Provided data:
========
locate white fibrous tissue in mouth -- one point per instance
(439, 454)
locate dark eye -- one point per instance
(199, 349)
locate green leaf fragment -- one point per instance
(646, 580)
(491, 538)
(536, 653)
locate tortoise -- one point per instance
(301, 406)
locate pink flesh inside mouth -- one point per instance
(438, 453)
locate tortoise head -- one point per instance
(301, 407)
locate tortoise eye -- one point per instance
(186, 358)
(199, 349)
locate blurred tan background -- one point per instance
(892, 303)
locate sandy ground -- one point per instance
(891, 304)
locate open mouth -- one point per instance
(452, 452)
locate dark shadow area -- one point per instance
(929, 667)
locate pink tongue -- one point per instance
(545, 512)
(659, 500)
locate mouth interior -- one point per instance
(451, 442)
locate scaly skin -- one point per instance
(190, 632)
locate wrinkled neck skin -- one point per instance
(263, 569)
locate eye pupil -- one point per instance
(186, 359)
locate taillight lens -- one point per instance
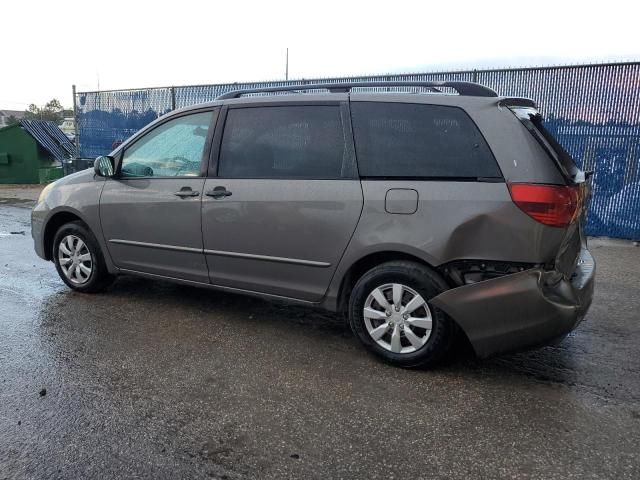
(554, 205)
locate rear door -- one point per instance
(150, 212)
(286, 199)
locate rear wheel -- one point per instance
(79, 260)
(389, 312)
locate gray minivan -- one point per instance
(418, 209)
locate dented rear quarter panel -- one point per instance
(454, 221)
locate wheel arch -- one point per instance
(365, 263)
(54, 222)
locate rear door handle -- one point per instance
(219, 192)
(186, 192)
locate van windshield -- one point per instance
(533, 122)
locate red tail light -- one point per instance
(554, 205)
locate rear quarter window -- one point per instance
(419, 141)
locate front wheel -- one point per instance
(389, 312)
(79, 260)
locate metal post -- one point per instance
(75, 122)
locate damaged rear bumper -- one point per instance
(521, 310)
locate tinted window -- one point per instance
(173, 149)
(409, 140)
(283, 142)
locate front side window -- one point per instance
(283, 142)
(174, 149)
(419, 141)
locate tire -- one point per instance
(426, 347)
(99, 277)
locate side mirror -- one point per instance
(104, 166)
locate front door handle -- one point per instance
(219, 192)
(186, 192)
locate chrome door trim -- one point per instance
(267, 258)
(218, 287)
(156, 245)
(250, 256)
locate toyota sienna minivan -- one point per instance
(417, 209)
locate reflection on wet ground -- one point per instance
(157, 380)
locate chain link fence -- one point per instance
(594, 110)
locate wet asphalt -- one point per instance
(156, 380)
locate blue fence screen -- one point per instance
(593, 110)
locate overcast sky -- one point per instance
(48, 45)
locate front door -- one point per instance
(286, 200)
(150, 212)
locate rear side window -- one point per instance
(283, 142)
(419, 141)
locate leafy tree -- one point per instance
(52, 111)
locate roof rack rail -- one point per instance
(468, 89)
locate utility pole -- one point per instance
(286, 68)
(75, 122)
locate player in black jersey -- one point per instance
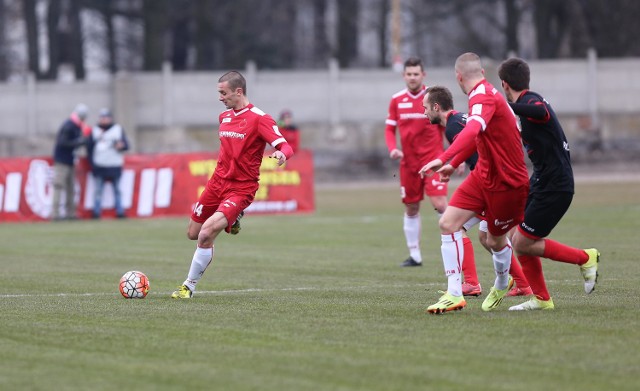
(551, 187)
(438, 107)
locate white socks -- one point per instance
(452, 255)
(412, 228)
(201, 259)
(502, 264)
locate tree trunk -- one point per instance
(382, 33)
(180, 34)
(347, 32)
(77, 52)
(155, 24)
(54, 39)
(511, 30)
(31, 21)
(321, 44)
(204, 35)
(4, 71)
(106, 8)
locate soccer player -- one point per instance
(551, 188)
(420, 142)
(498, 185)
(244, 132)
(438, 106)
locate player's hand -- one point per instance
(280, 156)
(445, 172)
(429, 168)
(396, 154)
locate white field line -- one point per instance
(258, 290)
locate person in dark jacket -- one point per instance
(69, 138)
(107, 145)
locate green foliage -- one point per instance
(310, 302)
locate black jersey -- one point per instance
(455, 123)
(545, 144)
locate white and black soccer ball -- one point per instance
(134, 285)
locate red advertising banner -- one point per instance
(151, 185)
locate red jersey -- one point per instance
(421, 140)
(495, 128)
(243, 138)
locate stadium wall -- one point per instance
(340, 112)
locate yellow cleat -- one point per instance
(182, 293)
(495, 296)
(447, 302)
(534, 304)
(590, 270)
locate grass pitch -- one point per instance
(311, 302)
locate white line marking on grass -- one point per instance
(258, 290)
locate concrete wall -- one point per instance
(341, 112)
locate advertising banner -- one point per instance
(151, 186)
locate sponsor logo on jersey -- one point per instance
(502, 224)
(527, 228)
(230, 134)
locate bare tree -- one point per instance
(155, 16)
(347, 45)
(31, 22)
(54, 39)
(321, 43)
(383, 12)
(4, 66)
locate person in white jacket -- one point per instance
(107, 145)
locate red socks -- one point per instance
(469, 263)
(563, 253)
(532, 268)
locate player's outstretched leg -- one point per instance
(590, 270)
(495, 296)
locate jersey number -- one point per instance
(198, 209)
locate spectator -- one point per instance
(70, 136)
(289, 130)
(107, 145)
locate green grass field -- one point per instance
(311, 302)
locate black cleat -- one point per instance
(410, 262)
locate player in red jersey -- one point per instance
(551, 188)
(498, 185)
(420, 142)
(438, 106)
(244, 132)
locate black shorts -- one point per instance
(543, 212)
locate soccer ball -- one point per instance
(134, 285)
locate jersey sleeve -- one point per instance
(482, 109)
(391, 124)
(269, 131)
(533, 109)
(464, 145)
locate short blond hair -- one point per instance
(469, 65)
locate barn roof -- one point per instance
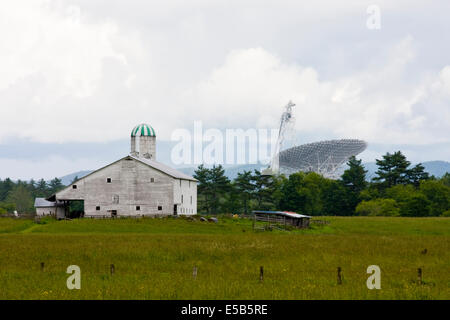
========
Exercise requirements: Display each line of the data above that contains the string "wheel". Matches must have the same uppercase and lowercase letters.

Correct result:
locate rear wheel -- one point per instance
locate wheel arch -- one point per instance
locate front wheel -- one point per instance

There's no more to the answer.